◆ **EXERCISE AIM**: Leave the images out and write out each entry exactly as shown.

━━━ DATA SUPPLIED ━━━

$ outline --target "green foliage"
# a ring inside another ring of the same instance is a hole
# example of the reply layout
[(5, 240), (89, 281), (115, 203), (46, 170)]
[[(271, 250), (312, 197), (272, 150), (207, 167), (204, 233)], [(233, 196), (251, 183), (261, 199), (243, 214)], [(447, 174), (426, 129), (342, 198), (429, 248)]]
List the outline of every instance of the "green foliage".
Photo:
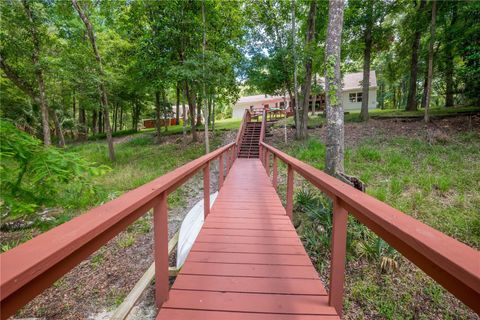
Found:
[(44, 147), (41, 141), (0, 120), (2, 217), (12, 220), (54, 203), (68, 184), (71, 195), (94, 193), (90, 178), (109, 171), (75, 153)]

━━━

◆ **TASK ANSWER**:
$ outline --target "green foliage"
# a ring inside another ring of the same instance is a hole
# example of the reply layout
[(5, 240), (89, 281), (115, 203), (46, 170)]
[[(271, 250), (312, 197), (272, 150), (207, 167), (204, 233)], [(233, 196), (251, 183), (261, 199), (243, 214)], [(447, 174), (426, 129), (342, 198), (429, 248)]]
List the outline of every instance of the "green foliage".
Photo:
Found:
[(44, 147), (41, 141), (0, 120), (2, 217), (12, 220), (54, 203), (68, 184), (71, 195), (94, 193), (90, 178), (109, 171), (75, 153)]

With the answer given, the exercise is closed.